EXERCISE OBJECTIVE —
Below are some records; quote exactly the lines from the one that contains "like [(8, 216)]" through the one that contains "like [(634, 285)]", inclusive, and no others.

*** Opening MATERIAL FOR THIS TASK ***

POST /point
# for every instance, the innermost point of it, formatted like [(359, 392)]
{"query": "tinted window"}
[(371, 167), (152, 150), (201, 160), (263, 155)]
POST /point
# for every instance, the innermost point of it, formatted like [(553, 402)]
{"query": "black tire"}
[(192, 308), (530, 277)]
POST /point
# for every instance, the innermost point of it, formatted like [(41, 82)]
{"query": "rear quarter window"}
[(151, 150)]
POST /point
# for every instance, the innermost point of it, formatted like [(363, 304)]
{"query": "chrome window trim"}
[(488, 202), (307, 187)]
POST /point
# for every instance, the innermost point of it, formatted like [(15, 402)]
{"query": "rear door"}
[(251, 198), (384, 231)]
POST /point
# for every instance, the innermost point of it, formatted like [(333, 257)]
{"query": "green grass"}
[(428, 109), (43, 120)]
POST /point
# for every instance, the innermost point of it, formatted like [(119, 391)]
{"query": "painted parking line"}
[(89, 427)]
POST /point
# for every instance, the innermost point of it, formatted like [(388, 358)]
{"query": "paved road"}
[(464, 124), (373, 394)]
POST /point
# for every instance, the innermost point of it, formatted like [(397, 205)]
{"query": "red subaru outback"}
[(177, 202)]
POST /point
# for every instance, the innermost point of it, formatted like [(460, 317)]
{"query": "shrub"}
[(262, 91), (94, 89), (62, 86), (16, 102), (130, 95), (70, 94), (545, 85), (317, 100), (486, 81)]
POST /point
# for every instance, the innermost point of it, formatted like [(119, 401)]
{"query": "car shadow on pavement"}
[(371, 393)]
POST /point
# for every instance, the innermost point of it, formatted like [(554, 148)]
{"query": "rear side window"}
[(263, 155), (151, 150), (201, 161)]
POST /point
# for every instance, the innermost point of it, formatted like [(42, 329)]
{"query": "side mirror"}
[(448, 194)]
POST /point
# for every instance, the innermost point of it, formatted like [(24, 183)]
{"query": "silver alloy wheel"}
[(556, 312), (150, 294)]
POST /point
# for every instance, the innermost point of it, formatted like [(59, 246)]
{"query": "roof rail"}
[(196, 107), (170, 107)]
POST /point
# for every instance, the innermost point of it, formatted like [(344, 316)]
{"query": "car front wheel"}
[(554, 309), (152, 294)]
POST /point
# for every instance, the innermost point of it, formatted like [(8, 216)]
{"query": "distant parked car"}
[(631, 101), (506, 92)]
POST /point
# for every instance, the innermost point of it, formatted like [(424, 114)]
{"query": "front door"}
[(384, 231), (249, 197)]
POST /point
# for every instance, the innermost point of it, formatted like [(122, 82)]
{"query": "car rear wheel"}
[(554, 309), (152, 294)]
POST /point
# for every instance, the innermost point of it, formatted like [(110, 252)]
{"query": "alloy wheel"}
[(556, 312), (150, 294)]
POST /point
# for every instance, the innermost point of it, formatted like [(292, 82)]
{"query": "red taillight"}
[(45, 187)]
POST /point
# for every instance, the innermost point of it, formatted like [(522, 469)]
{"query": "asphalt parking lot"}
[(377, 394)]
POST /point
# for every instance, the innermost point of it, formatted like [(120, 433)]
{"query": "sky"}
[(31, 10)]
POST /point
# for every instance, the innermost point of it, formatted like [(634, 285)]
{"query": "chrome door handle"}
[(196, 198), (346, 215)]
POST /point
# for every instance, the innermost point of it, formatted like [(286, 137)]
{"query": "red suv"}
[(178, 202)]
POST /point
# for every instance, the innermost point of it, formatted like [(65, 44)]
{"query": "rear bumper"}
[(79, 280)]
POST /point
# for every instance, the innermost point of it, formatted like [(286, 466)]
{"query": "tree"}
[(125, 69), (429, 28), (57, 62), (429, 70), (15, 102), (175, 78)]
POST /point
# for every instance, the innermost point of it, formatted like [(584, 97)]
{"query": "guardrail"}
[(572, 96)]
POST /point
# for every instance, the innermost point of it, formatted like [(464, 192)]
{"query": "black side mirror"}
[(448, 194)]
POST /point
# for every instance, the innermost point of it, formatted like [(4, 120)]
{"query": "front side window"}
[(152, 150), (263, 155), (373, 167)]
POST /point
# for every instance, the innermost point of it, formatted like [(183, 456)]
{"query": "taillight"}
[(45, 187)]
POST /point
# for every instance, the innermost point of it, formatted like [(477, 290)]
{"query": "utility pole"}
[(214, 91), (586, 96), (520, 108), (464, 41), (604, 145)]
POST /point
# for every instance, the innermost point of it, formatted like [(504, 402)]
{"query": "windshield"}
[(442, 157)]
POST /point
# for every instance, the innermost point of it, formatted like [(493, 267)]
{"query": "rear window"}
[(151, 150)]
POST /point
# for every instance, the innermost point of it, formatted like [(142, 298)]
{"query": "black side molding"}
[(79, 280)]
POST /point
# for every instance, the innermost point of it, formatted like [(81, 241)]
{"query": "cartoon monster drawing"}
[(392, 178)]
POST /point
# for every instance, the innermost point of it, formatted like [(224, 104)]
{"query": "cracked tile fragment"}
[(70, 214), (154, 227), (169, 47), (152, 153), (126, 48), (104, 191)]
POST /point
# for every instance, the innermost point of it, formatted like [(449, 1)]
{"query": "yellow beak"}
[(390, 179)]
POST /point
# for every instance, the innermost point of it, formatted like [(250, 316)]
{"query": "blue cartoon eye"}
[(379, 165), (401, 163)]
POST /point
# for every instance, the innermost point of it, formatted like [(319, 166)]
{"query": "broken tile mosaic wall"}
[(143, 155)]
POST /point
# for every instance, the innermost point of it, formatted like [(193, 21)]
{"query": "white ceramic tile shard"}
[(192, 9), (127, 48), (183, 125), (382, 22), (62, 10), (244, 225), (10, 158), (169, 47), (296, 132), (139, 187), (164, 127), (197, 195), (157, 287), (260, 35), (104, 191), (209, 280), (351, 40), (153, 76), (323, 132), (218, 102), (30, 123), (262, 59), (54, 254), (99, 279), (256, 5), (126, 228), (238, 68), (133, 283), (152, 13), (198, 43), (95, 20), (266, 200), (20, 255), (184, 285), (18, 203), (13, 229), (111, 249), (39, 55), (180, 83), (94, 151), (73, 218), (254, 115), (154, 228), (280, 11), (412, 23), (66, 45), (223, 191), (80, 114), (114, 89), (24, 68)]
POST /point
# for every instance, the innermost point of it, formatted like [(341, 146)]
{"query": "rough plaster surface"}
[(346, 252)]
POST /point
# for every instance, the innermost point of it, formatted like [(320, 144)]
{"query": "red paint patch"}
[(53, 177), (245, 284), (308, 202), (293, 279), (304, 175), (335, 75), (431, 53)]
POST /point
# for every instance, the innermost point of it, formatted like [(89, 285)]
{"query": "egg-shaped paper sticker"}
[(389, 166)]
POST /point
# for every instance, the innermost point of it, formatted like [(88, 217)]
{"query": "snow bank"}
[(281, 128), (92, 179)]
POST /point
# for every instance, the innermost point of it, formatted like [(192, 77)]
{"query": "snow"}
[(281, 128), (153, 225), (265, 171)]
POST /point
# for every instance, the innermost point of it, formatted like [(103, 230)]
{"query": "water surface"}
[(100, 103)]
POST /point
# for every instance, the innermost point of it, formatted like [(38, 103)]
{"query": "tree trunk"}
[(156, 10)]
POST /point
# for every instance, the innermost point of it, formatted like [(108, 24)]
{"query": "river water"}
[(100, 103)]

*** Closing MATERIAL FOR THIS TASK ***

EXERCISE RESPONSE —
# for every instance, the innermost point of it, formatted like [(8, 216)]
{"query": "distant parked car"}
[(631, 101), (506, 92)]
POST /point
# for every instance, the innermost point of it, formatted like [(424, 114)]
{"query": "front door"}
[(384, 231), (249, 197)]
POST /point
# for every instance, the innermost point of it, formatted like [(122, 82)]
{"query": "car rear wheel"}
[(554, 309), (152, 294)]
POST /point
# for every instance, the innermost point of it, formatted like [(110, 252)]
{"query": "alloy wheel"}
[(556, 312), (150, 294)]
POST /point
# for every instance, the innermost point of it, formatted like [(292, 82)]
{"query": "red taillight"}
[(45, 187)]
POST /point
# for every instance, the innermost point of it, formatted like [(522, 469)]
{"query": "asphalt parking lot"}
[(377, 394)]
POST /point
# for every instance, the innermost point of it, formatted like [(120, 433)]
{"query": "sky"}
[(31, 10)]
POST /point
# for every instance, the innermost point of it, formatted like [(634, 285)]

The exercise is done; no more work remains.